**AIM OF THE TASK:**
Repeat all of the data precisely.

━━━━━ ROWS ━━━━━

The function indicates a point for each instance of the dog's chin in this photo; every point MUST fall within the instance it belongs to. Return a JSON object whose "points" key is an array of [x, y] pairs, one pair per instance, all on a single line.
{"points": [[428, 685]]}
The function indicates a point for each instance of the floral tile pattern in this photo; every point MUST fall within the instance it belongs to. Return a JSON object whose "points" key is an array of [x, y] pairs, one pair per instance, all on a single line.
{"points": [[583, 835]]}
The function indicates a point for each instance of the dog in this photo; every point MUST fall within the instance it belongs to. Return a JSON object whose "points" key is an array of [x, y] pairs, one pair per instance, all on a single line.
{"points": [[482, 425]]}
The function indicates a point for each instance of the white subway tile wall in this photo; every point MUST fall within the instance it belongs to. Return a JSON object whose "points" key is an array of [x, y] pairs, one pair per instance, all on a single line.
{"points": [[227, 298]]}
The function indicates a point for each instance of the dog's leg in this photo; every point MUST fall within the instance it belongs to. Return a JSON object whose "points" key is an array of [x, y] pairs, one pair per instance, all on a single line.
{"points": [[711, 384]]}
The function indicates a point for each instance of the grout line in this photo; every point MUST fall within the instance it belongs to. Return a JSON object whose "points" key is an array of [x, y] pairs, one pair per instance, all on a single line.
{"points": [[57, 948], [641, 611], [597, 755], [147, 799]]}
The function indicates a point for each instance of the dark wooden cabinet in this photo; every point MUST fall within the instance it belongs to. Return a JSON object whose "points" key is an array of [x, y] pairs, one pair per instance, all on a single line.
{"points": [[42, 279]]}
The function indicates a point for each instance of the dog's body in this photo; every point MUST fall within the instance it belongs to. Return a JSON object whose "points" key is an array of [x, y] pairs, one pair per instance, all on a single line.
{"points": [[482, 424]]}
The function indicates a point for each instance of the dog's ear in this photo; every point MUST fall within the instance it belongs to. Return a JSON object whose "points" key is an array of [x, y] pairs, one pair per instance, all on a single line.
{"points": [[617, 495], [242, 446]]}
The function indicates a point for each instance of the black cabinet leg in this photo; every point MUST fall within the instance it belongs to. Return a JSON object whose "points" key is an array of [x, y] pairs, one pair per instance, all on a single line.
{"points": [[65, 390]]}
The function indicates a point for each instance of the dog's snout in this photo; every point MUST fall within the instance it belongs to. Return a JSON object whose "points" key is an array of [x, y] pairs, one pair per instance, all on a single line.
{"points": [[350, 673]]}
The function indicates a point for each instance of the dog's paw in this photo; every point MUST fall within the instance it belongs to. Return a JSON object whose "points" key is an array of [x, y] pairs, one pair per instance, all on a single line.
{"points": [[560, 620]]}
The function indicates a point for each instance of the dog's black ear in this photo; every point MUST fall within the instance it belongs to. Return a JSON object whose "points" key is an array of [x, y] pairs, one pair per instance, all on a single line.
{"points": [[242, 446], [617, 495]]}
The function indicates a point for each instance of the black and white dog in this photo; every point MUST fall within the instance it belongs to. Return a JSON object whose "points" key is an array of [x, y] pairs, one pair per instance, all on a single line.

━━━━━

**TASK OUTPUT:**
The function indicates a point for each instance of the dog's chin in this photo; every point MUST fall within the instance it belongs to. Return a JSON object whose "points" key is an array of [x, y] pairs, one pair per instance, all on a single line.
{"points": [[428, 685]]}
The function indicates a point for each instance of the floral tile pattern in this photo; every point MUST fall within the instance it belongs to. Return a JSON object whose "points" key is an array of [x, y] pairs, one pair per instance, all on a single line.
{"points": [[583, 835]]}
The function indicates a point for each instance of the dog in this photo; every point MUST fall within the instance it belongs to. Return a JSON object whose "points" key is an array of [x, y] pairs, one pair per instance, all on a single line.
{"points": [[482, 425]]}
The function indicates a point for each instance of the white subway tile wall in this photo; every point MUST fall within the instance it belongs to. Return a JSON object whose "points" key is an array of [x, y] pairs, one pair per instance, all on a single line.
{"points": [[227, 298]]}
The function indicates a point for each instance of the dog's leg in this photo; every point MUST fall within the instance it belongs to. Return a JSON object whose "points" key is an array of [x, y] pairs, one pair per instance, all on a single line.
{"points": [[711, 384]]}
The function indicates a point for each instance of the grout line in this photo; every point MUST fall within the instance it belongs to. Return a JSON object whose "points" key is an array of [x, y] pairs, one pair per instance, all on a single line.
{"points": [[57, 948], [641, 611], [597, 755], [147, 799]]}
The function indicates a point for each instance of the dark wooden cabinet in this photo; every point MUST fall within the instance it belongs to. Return a JSON object whose "points" key is an array of [x, y] pairs, one pair per instance, all on a single line.
{"points": [[42, 279]]}
The function indicates a point for each instance of the dog's body in this photo; every point MUST fall within the instance it belongs to. Return a JSON object whose "points" key is an array of [x, y] pairs, one pair per instance, all on a single line.
{"points": [[482, 424]]}
The function indicates a point for each instance of the dog's ear in this photo; every point MUST fall within the instance it belongs to. Return a JSON object whose "points" key is an array of [x, y] pairs, one pair per instance, all on a single line.
{"points": [[617, 495], [242, 446]]}
The function indicates a point for each instance of the black cabinet leg in this photo; every point MUST fall within the instance it belongs to. Return a JSON object whose "points" key is an array of [x, y] pairs, one pair per instance, all on a single line.
{"points": [[65, 390]]}
The function indicates a point for each instance of the dog's snout in this photo; every point MUST fall within the instance it belongs to. Return a JSON object whose "points" key is an array of [x, y] pairs, one pair per instance, all on a single line.
{"points": [[350, 673]]}
The function indicates a point for each instance of the dog's paw in this photo; every point MUST fall within the instance it belongs to. Return a JSON object whose "points" key is an array of [x, y] pairs, one pair per instance, all on a single line.
{"points": [[560, 620]]}
The function indicates a point for each instance of the dog's black ear in this photo; every point MUST fall within the instance it belongs to. Return a JSON object whose "points" key is an array of [x, y] pairs, one pair per instance, all on a single line.
{"points": [[242, 446], [617, 495]]}
The function indicates a point for each instance of the black and white dog in this photo; every point MUST fall within the instance it belongs to. Return a JSON object whose "points" key is an array of [x, y] pairs, one pair per instance, all on a single line.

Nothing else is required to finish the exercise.